**** Seçilmiş bölüm

William Goodell, İstanbul’a yerleşen ve orada hizmet eden ilk Protestan müjdeciydi. Goodell, “Büyük ölçüde Sör Stratford Canning ile birlikte Sultan tarafından Protestanların tanınmasından ve Sultan’ın Hristiyanların Müslümanlarla eşit olduğunu onaylayan fermanı ilan etmesinden sorumluydu.”1
William ve eşi Abigail Amerikan Board’un desteğiyle 1822’de Ortadoğu’ya gittiler. İlk olarak Beyrut’ta hizmet ettiler; orada William Yeni Antlaşma’yı Ermenice Türkçesine2 çevirmeye başladı. Savaş ve siyasi sıkıntılardan ötürü aile oradan ayrılmaya ve Malta’ya taşınmak zorunda kaldı. Malta’dayken William Yeni Antlaşma’yı çevirmeyi tamamladı ve çeviri basıldı. William ve büyüyen ailesi 1831’de İstanbul’a taşındı. O dönemde İstanbul’un nüfusu bir milyondu; Türkler nüfusun yarısını oluşturmaktaydı.
Goodell ailesinin hizmeti kentin Ermeni nüfusuna odaklıydı. Ermeni halkı etkiye ve kaynaklara sahipti ve eğer Mesih’in ardından gidecek olurlarsa, Türk İmparatorluğu’nun tamamında iyi bir etki yaratacakları bekleniyordu. Aile Pera’ya (Beyoğlu’na) yerleşti. O dönemde burada yaşayan tek Amerikalı aileydiler.3 Taşınmalarının ardından üç ay içinde 1831’deki Galata yangını bölgeyi tahrip etti. William ile ailesi kaldıkları evi ve tüm eşyalarını kaybetti. William’ın çeviride kullandığı her şey, evin penceresinden bahçeye atarak kurtarmaya çalışmasına rağmen, mahvoldu; kitapları, sözlükleri, çeviri kaynakları, yorumları ve tamamladığı metinler alevlerden kaçamadı. Yine de William, “Yere yıkılmışız ama yok olmuş değiliz. Sıkıntıya uğradık ama ölüme teslim edilmedik” diye yazmıştır.4 Biraz sonra oğlu doğdu; İstanbul’da doğan ilk Amerikalı çocuktu. Bu sırada kolera ve salgın hastalıklar şehre yayıldı ve birçok ölüme sebep oldu. İstanbul’daki Amerikan diplomatik temsilcisi, Amiral David Porter, Goodell ailesini ısrarla evinin ikinci katında birkaç aylığına barınmayı önerdi. Bu, İstanbul’da yaşayan Amerikan Board çalışanları ile Amerikalı diplomatlar arasında yakın bir dayanışmayı başlattı.5
William İstanbul’da ilk olarak okullar kurmaya odaklandı. Lancaster sistemini kullandı. Bu sistemde üst sınıflardaki öğrenciler yeni öğrencilere öğrendiklerini öğretiyorlardı. Yöntem başarılı oldu, çünkü eğitimli öğretmen sıkıntısı vardı. Birkaç ay içinde, Türklerden gelen talep doğrultusunda Beşiktaş ve Üsküdar’da Türk çocuklar için okullar kuruldu, daha sonra bu okulları ziyaret eden devlet görevlileri tarafından onaylandı.6 Bunun ardından Türkler Dolmabahçe’de üç okul daha açtılar, böylece toplamda 2.000 Türk çocuğu orada okumayı öğrendi. William okulun idaresinden ziyade danışmanlığını yürütüyordu, böylece çok daha geniş bir etkiye sahipti.

********
**** Veri kümesi alıntıları

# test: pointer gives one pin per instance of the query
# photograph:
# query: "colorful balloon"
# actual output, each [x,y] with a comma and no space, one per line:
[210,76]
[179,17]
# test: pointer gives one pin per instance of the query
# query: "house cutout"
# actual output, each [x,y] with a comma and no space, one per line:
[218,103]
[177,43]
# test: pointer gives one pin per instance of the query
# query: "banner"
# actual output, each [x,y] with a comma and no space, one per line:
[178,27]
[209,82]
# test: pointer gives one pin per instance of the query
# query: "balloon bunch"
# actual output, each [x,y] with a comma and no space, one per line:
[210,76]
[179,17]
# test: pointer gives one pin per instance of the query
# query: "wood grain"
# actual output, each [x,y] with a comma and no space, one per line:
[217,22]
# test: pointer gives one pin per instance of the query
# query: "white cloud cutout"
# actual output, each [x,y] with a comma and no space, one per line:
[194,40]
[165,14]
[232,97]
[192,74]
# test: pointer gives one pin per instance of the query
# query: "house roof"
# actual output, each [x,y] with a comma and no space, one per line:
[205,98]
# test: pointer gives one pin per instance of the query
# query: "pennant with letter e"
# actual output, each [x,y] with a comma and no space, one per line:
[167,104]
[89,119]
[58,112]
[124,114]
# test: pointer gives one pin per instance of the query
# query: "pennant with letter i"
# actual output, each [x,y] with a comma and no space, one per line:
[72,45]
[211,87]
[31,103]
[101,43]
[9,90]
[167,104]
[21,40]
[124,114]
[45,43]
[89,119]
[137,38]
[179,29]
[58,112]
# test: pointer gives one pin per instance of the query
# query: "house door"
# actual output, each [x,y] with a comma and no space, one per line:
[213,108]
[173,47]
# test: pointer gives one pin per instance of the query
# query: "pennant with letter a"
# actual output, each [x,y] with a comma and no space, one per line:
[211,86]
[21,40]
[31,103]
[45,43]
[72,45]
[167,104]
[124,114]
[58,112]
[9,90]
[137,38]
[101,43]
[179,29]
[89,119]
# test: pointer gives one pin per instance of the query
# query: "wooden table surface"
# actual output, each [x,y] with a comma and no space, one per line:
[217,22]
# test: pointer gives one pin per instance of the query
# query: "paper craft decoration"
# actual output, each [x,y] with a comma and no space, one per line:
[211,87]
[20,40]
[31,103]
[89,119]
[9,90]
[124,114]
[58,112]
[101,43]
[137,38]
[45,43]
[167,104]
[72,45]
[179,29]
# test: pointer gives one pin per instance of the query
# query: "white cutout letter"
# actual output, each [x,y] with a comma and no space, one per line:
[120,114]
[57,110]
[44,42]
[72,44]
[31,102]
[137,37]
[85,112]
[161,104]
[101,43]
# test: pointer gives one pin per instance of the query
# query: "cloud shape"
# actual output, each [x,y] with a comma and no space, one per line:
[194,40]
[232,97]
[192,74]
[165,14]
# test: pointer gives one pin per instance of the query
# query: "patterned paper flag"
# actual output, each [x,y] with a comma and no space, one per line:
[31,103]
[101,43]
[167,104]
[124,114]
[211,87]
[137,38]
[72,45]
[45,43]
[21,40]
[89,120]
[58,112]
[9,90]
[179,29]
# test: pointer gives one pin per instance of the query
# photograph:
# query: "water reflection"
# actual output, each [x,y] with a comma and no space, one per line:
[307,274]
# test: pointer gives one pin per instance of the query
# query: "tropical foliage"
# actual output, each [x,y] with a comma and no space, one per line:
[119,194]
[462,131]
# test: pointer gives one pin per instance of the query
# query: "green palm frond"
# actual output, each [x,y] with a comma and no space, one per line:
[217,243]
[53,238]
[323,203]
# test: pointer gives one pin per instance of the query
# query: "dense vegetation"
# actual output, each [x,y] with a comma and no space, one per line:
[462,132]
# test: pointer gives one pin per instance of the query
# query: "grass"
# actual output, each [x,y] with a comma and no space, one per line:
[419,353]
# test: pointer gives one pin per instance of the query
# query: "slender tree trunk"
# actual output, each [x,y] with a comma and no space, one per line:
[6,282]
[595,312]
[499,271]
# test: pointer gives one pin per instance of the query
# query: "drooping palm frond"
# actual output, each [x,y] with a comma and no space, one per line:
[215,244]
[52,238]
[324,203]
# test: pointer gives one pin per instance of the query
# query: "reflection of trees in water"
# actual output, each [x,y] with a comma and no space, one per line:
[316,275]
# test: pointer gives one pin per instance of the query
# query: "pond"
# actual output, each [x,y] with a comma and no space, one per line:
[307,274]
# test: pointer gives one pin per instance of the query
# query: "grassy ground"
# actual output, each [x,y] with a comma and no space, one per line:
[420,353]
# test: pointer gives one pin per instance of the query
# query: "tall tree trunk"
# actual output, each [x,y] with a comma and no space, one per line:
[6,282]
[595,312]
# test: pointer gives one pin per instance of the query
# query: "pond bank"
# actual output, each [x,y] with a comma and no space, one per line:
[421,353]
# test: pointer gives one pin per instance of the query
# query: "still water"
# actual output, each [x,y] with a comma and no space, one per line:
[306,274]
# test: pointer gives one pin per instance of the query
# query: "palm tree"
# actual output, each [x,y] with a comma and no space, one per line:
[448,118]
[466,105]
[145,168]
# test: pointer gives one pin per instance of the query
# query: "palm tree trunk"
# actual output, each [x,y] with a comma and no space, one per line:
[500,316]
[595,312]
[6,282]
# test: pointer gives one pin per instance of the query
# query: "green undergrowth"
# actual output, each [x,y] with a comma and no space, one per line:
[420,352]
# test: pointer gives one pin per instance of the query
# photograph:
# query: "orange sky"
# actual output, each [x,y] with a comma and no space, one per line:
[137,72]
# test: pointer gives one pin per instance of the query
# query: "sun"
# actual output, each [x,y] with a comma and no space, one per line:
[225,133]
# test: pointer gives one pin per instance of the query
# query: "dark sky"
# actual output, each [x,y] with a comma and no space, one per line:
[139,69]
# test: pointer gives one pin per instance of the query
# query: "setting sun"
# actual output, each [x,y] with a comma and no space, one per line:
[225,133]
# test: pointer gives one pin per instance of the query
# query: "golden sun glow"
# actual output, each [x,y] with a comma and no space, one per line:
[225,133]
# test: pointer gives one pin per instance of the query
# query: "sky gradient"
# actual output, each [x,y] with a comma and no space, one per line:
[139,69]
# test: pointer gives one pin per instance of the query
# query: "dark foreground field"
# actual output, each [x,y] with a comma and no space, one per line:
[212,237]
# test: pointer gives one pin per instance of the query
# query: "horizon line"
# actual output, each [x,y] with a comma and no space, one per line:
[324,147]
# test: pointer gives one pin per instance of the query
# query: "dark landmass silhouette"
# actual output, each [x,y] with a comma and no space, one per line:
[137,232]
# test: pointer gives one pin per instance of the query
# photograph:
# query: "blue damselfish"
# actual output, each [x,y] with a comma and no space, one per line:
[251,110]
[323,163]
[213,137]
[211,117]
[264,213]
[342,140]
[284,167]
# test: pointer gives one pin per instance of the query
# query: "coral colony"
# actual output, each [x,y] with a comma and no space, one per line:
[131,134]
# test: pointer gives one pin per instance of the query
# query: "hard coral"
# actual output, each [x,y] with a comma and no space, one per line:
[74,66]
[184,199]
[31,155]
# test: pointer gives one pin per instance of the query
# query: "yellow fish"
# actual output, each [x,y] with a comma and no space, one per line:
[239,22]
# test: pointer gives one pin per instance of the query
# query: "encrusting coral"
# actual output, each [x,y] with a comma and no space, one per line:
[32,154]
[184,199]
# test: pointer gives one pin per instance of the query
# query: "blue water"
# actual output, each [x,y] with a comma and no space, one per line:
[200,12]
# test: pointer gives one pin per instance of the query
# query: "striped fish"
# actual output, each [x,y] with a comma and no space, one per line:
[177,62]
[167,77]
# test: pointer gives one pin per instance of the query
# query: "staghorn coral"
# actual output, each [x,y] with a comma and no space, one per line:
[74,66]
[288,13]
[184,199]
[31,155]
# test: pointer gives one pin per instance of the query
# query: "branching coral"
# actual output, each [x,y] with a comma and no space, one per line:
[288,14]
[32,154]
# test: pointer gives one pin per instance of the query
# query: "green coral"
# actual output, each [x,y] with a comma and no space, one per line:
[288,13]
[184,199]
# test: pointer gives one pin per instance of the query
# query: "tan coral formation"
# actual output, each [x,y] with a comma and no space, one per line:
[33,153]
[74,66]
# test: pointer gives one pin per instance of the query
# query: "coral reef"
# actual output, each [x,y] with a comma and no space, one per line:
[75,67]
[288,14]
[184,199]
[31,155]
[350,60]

********

Yapılacak işler:
• A. William Goodell hakkındaki metne göre aşağıdaki soruları yanıtlayın.
(i) William ve Abigail Goodell, Amerikan Board'un desteğiyle Ortadoğu'ya hangi yıl gitti?
(ii) Goodell ailesi İstanbul'da nereye yerleşti?
(iii) Lancaster sisteminde yeni öğrencilere kimler öğretiyordu?
• B. William Goodell hakkındaki metni iki cümleyle özetleyin.
• C. William Goodell hakkındaki metni son cümlesinden sonra sürdürün.

Alıştırma sonuçları:
• A.
(i) 1822'de.
(ii) Pera'ya (Beyoğlu'na).
(iii) Üst sınıflardaki öğrenciler.

• B. William Goodell, eşi Abigail ile 1822'de Ortadoğu'ya gidip Beyrut'ta ve Malta'da hizmet etti, Yeni Antlaşma'yı Ermenice Türkçesine çevirdi ve 1831'de İstanbul'a yerleşen ilk Protestan müjdeci oldu. Pera'ya yerleşen aile kısa süre sonra Galata yangınında evini ve tüm eşyalarını kaybetti; William ise Lancaster sistemiyle okullar kurmaya yöneldi ve Türk çocukları için açılan okulların danışmanlığını yürüttü.

• C.
William, Türkçe konuşan Yunanlar ve Ermeniler için haftalık Türkçe toplantılar düzenliyordu. Toplantılarda Ermeni kiliselerin ritüellerine ve geleneklerine saldırmıyordu. William, “İnsanları kendi yüreklerine ve Kutsal Kitap’a yönlendiriyoruz,” dedi.7 Arzusu, mevcut Ortodoks kiliselerinde sonunda saf bir kiliseyle sonuçlanacak bir reformasyon başlatmaktı. Görüşü şuydu: “Bir insanın kurulmuş olan kiliseyi terk etmesi için gerekli olan ruhsal gücü geliştirmesi çok uzun zaman alacak; kiliseden ayrılmak çok sıkıntıya neden olacak.” Bu nedenle William yeni imanlıları evlerde Kutsal Kitap çalışmalarını sürdürürken, Ortodoks kilisesinin parçası olarak kalmaya devam etmeye teşvik etti.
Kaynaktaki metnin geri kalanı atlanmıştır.